EXERCISE REQUIREMENTS:
Write out exactly the lines running from the one with "Where can you find the red jersey" to the end of the data, including both of those lines and excluding pictures.

■ ■ ■ ■

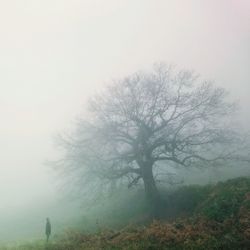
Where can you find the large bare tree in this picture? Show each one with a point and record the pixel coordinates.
(147, 120)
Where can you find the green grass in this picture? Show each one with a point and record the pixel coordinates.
(199, 217)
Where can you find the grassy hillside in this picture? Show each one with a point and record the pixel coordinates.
(196, 217)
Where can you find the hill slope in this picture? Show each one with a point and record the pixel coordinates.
(211, 217)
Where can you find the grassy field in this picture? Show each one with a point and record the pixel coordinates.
(197, 217)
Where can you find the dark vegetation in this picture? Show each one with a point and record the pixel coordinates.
(196, 217)
(147, 122)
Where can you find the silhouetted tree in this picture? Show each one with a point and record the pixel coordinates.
(165, 117)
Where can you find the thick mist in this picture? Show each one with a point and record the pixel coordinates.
(54, 55)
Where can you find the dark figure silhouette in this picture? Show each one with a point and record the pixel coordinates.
(48, 229)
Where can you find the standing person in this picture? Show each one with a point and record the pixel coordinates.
(48, 229)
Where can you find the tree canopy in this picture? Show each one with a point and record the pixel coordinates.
(146, 120)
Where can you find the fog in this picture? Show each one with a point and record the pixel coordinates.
(55, 54)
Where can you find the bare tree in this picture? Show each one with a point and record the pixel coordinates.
(164, 117)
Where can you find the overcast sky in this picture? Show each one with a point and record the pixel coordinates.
(54, 54)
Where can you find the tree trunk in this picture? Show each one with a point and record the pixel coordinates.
(151, 191)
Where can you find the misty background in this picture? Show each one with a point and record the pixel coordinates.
(55, 54)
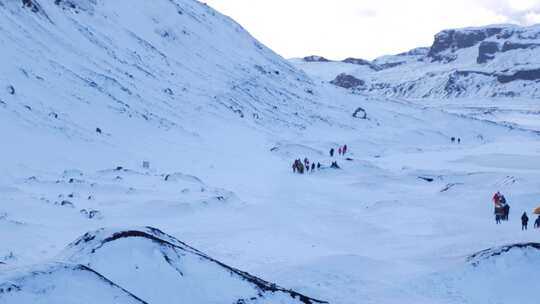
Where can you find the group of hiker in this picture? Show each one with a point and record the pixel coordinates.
(502, 210)
(301, 167)
(341, 150)
(454, 139)
(306, 166)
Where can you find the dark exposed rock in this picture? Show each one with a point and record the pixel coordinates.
(158, 237)
(67, 204)
(347, 81)
(31, 5)
(421, 51)
(315, 58)
(487, 51)
(389, 65)
(360, 113)
(508, 46)
(530, 75)
(480, 256)
(458, 39)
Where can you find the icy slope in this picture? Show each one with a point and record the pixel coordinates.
(491, 61)
(140, 266)
(62, 283)
(505, 274)
(105, 76)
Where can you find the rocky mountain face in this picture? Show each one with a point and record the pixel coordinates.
(491, 61)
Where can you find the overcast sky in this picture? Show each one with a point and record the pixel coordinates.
(365, 28)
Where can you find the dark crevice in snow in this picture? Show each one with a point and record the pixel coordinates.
(85, 268)
(476, 258)
(262, 285)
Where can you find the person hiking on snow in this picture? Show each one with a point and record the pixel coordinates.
(506, 211)
(524, 221)
(497, 198)
(537, 222)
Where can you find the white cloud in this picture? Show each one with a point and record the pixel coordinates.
(365, 28)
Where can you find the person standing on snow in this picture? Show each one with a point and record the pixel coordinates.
(524, 221)
(506, 210)
(537, 222)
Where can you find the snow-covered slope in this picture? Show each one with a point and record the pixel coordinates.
(101, 73)
(491, 61)
(139, 266)
(92, 89)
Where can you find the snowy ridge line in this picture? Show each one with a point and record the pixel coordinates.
(476, 258)
(492, 61)
(509, 125)
(174, 243)
(15, 284)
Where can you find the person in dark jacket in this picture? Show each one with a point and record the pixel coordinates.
(524, 221)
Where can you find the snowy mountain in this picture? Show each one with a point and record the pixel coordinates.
(151, 267)
(122, 65)
(167, 114)
(491, 61)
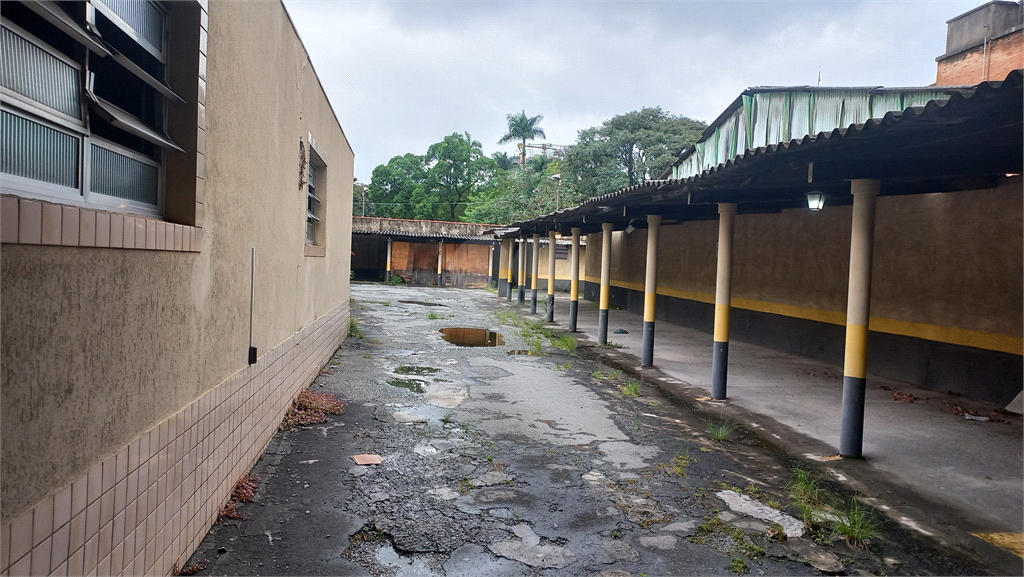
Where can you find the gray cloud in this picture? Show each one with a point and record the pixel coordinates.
(401, 76)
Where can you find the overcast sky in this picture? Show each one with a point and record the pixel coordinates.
(403, 75)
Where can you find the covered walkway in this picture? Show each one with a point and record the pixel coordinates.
(947, 475)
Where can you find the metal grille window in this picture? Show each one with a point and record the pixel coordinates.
(84, 101)
(312, 205)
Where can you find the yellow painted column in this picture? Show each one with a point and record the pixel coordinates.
(865, 193)
(535, 270)
(440, 259)
(602, 318)
(723, 299)
(574, 279)
(521, 281)
(650, 290)
(552, 240)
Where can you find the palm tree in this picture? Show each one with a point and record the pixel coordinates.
(522, 128)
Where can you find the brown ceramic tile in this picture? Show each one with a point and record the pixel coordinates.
(61, 507)
(95, 482)
(91, 521)
(76, 538)
(42, 524)
(70, 230)
(51, 223)
(91, 554)
(86, 228)
(41, 558)
(76, 565)
(23, 567)
(110, 472)
(8, 219)
(58, 547)
(102, 229)
(30, 221)
(20, 536)
(129, 232)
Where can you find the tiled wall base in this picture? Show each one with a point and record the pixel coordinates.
(146, 507)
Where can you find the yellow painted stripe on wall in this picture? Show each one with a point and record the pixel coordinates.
(649, 298)
(722, 313)
(856, 352)
(950, 335)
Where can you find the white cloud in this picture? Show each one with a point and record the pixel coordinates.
(401, 76)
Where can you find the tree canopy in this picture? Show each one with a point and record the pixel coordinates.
(456, 180)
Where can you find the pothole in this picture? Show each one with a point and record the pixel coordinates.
(414, 370)
(465, 336)
(414, 384)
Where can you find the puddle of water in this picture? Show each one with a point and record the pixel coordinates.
(414, 370)
(414, 384)
(465, 336)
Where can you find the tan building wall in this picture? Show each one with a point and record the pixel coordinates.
(947, 266)
(1001, 56)
(128, 407)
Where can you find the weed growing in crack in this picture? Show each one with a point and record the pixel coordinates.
(721, 428)
(632, 388)
(353, 328)
(855, 525)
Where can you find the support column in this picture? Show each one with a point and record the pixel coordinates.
(503, 271)
(602, 315)
(723, 298)
(857, 315)
(536, 269)
(574, 279)
(440, 259)
(491, 265)
(521, 281)
(650, 290)
(551, 276)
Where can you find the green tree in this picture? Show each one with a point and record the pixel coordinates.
(522, 128)
(458, 168)
(627, 150)
(396, 184)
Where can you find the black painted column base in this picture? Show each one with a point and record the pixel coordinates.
(719, 369)
(851, 438)
(648, 344)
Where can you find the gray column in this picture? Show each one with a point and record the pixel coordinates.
(574, 279)
(857, 316)
(602, 319)
(650, 290)
(723, 299)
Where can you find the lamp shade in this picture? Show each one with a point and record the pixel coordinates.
(815, 200)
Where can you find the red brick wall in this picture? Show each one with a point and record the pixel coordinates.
(1005, 54)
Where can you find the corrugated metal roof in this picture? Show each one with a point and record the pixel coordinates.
(976, 131)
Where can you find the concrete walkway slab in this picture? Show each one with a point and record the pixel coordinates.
(973, 467)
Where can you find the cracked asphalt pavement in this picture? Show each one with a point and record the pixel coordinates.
(500, 462)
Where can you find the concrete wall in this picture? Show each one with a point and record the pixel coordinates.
(945, 292)
(128, 407)
(980, 64)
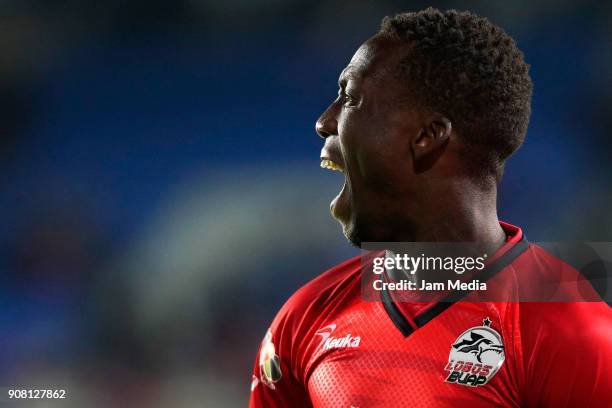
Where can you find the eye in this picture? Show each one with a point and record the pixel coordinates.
(346, 99)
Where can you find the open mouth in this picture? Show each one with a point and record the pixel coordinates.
(331, 165)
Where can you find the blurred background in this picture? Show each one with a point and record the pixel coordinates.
(161, 195)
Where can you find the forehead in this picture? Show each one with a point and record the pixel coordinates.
(375, 59)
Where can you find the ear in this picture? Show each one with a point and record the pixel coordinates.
(431, 140)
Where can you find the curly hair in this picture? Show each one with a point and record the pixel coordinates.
(467, 68)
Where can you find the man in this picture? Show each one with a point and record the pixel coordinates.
(427, 113)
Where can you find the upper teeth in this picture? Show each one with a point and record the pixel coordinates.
(328, 164)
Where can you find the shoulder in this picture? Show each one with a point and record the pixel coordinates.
(327, 290)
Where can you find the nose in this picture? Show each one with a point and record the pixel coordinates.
(327, 125)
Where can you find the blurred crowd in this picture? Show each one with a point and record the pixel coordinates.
(161, 196)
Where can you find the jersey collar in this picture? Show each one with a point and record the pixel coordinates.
(407, 322)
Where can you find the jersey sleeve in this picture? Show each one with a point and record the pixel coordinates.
(568, 355)
(274, 383)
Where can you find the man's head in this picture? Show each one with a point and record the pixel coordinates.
(435, 100)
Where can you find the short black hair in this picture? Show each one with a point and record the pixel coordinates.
(467, 68)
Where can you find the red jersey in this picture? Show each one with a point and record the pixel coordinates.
(327, 347)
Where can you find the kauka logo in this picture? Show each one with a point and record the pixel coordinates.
(475, 356)
(328, 342)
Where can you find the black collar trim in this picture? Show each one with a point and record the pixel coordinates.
(404, 326)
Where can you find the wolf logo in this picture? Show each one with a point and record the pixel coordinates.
(476, 355)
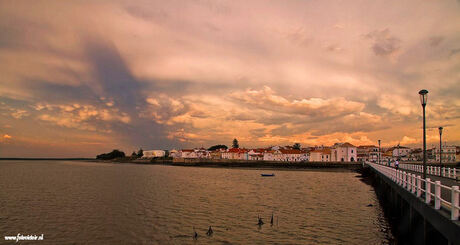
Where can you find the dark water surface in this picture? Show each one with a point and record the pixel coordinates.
(99, 203)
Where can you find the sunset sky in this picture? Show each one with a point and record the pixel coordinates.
(78, 78)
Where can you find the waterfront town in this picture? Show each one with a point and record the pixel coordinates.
(339, 152)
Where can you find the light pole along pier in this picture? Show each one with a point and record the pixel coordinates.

■ ■ ■ ■

THE COMPLETED TASK:
Where can you find the red jersey in this picture? Show each one with a point and record the pixel coordinates.
(327, 347)
Where can you find the kauka logo in this picture? Show each one with a point and record the pixel coordinates.
(475, 356)
(328, 342)
Where can you find the black collar trim in this picture? Show each one with a point and record the pixel coordinates.
(404, 326)
Where can you find the wolf logo in this picture? Show each one with a point and record the pixel coordinates.
(476, 355)
Where can you find the dark water surface in this picture? Show each one with a point and record the pixel coordinates.
(99, 203)
Where can you find the sunset sky in this picture? Show each one with a point and record the pixel coordinates.
(78, 78)
Where can you find the waterfront town in this picture? Show each one with a point and record the pixel coordinates.
(339, 152)
Where can you find the light pole along pier in this picture? Show each one with a point and record the pixel coordinates.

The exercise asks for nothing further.